> [Collected data entries]:
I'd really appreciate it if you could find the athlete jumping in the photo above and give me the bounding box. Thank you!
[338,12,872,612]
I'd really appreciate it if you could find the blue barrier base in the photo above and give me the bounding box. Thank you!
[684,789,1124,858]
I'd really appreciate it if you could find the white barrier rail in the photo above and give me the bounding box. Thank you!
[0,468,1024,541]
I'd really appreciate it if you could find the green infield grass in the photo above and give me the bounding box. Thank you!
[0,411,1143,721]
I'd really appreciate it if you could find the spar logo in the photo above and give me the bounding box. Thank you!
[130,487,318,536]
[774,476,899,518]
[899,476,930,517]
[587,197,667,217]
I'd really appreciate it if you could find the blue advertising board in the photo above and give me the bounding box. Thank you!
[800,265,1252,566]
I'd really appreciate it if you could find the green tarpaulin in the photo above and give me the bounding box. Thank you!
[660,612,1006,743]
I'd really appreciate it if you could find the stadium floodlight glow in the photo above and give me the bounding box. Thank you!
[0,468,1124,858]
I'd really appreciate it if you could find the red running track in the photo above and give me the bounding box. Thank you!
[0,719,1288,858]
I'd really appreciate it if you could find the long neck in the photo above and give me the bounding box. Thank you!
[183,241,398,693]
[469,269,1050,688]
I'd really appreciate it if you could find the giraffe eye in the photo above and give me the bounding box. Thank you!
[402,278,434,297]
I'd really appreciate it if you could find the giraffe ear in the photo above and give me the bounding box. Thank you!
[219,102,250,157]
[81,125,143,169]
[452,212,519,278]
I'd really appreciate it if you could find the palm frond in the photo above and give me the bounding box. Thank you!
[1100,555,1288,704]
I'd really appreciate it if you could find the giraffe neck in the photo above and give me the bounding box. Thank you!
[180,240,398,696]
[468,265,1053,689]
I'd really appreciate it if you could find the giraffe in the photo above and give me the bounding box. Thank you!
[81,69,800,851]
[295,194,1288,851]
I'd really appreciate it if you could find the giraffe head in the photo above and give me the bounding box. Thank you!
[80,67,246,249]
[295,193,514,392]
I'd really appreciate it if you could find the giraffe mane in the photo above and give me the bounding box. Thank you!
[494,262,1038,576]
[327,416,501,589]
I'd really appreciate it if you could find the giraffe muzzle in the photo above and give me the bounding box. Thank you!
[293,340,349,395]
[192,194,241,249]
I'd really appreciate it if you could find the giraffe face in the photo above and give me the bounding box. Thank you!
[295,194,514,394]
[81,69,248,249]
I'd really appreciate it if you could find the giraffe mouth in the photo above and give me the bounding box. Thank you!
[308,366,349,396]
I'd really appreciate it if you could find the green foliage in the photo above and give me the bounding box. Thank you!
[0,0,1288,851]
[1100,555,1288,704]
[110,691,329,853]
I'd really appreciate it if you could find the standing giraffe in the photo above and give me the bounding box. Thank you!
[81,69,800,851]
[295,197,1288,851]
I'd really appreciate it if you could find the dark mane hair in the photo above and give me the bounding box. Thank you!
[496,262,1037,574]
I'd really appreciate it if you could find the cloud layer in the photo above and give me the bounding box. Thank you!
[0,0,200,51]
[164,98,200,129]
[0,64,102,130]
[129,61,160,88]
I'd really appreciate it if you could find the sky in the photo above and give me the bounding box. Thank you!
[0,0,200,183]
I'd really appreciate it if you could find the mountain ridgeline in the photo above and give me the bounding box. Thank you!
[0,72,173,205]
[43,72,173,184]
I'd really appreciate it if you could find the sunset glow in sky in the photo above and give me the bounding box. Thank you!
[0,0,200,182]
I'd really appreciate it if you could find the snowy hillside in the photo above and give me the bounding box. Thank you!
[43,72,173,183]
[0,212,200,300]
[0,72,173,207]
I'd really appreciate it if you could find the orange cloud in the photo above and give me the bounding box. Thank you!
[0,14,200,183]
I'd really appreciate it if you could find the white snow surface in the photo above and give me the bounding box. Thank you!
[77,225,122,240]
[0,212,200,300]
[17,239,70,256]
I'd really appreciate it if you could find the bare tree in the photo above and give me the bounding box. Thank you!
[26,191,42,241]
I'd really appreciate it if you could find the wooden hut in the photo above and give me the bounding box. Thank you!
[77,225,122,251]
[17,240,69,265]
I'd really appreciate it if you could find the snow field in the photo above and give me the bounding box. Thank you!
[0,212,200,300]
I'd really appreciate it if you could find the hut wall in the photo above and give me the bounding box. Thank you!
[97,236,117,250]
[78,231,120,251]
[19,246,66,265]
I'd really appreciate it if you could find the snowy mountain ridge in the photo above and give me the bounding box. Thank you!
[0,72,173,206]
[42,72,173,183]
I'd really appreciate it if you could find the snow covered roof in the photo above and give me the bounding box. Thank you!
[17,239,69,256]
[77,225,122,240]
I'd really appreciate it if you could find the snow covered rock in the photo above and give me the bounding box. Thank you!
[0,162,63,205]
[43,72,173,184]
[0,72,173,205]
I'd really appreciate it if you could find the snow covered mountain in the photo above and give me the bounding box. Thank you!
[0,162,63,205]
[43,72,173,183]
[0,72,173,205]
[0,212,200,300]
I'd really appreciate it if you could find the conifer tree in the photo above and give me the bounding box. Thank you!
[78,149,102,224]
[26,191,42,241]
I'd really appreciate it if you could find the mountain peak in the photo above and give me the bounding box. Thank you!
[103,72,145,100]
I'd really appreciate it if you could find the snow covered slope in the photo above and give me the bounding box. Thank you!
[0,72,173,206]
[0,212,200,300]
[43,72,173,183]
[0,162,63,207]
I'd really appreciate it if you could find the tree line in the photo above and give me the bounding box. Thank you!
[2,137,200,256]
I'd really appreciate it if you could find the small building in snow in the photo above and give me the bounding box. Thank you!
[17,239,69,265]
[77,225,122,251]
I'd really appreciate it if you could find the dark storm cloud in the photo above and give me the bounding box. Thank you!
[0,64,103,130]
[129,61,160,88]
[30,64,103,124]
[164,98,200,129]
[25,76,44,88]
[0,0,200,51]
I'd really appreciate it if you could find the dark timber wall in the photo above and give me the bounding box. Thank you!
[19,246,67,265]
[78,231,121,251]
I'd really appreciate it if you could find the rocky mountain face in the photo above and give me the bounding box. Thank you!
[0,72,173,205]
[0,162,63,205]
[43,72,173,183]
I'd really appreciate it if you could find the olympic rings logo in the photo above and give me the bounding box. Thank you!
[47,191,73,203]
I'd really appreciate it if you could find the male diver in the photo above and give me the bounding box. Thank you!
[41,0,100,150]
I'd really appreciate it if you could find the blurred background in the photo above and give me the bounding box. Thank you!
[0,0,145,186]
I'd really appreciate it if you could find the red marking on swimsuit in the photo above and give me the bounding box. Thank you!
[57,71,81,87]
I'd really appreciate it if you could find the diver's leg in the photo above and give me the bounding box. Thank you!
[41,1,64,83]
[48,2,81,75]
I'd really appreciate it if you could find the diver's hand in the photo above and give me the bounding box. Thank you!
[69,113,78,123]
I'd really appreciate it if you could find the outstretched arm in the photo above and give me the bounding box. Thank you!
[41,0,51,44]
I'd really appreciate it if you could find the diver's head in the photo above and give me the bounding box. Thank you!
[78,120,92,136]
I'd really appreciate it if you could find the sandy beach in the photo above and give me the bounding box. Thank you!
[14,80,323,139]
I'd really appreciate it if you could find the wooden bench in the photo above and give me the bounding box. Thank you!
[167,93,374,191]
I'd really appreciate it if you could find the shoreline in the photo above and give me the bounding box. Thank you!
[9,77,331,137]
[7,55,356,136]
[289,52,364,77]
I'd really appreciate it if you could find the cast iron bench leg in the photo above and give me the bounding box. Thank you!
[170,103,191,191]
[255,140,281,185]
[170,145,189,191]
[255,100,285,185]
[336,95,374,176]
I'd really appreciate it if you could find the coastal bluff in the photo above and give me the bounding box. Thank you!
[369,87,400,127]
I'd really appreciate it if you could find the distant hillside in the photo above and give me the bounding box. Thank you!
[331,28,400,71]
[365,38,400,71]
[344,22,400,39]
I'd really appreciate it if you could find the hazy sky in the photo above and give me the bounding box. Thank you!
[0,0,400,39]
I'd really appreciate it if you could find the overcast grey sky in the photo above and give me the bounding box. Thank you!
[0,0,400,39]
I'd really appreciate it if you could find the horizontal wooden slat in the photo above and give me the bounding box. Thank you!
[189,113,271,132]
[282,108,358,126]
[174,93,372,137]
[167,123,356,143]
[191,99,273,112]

> [Task objective]: Convert the part of the listing from the line containing "I'd really appreciate it if you could find the dark mane" through the line containing "[42,72,173,183]" into a numbered list with no blank lines.

> [Solution to the problem]:
1. I'd really appreciate it if you could find the dark mane hair in the photo above and give me the bounding box. Thank you!
2. [496,262,1037,574]
3. I'd really appreciate it if you could find the cloud layer in the photo above and give me the bounding box. Thank you!
4. [0,0,200,51]
5. [164,98,200,129]
6. [0,64,102,130]
7. [129,61,160,88]
8. I'd really appreciate it if you could find the sky in the photo above and give me the bounding box. Thank you!
9. [0,0,200,183]
10. I'd really appreciate it if you could find the mountain ridgeline in the photo above and give me the bounding box. Thank you!
11. [0,72,173,205]
12. [43,72,173,184]
13. I'd really appreciate it if you could find the sunset glow in sky in the photo above and give me the bounding box. Thank you!
14. [0,0,200,182]
15. I'd really appreciate it if you could find the snowy hillside in the photo above and give me the bounding box. Thank you!
16. [43,72,173,183]
17. [0,212,200,300]
18. [0,72,173,207]
19. I'd really appreciate it if you could find the orange cloud in the photo above and give me the bounding box. Thank you!
20. [0,14,200,183]
21. I'd really appreciate it if you could find the white snow surface in the photo above and give me the bounding box. Thank you!
22. [77,225,122,240]
23. [0,212,200,300]
24. [17,239,70,256]
25. I'd really appreciate it if you could find the bare tree in the photo above and give me the bounding box. Thank you!
26. [26,191,42,241]
27. I'd really appreciate it if you could find the wooden hut in the photo above and give me the bounding box. Thank you!
28. [77,225,122,251]
29. [17,240,69,265]
30. I'd really appreciate it if you could find the snow field in the photo above and give me the bounding box. Thank you!
31. [0,212,200,300]
32. I'd really appreciate it if you could find the hut wall in the photo above and give me the bounding box. Thank you!
33. [97,236,117,250]
34. [78,231,120,251]
35. [19,246,66,265]
36. I'd really appreciate it if you could find the snowy mountain ridge in the photo above and give me the bounding box. Thank you!
37. [0,72,173,206]
38. [42,72,173,183]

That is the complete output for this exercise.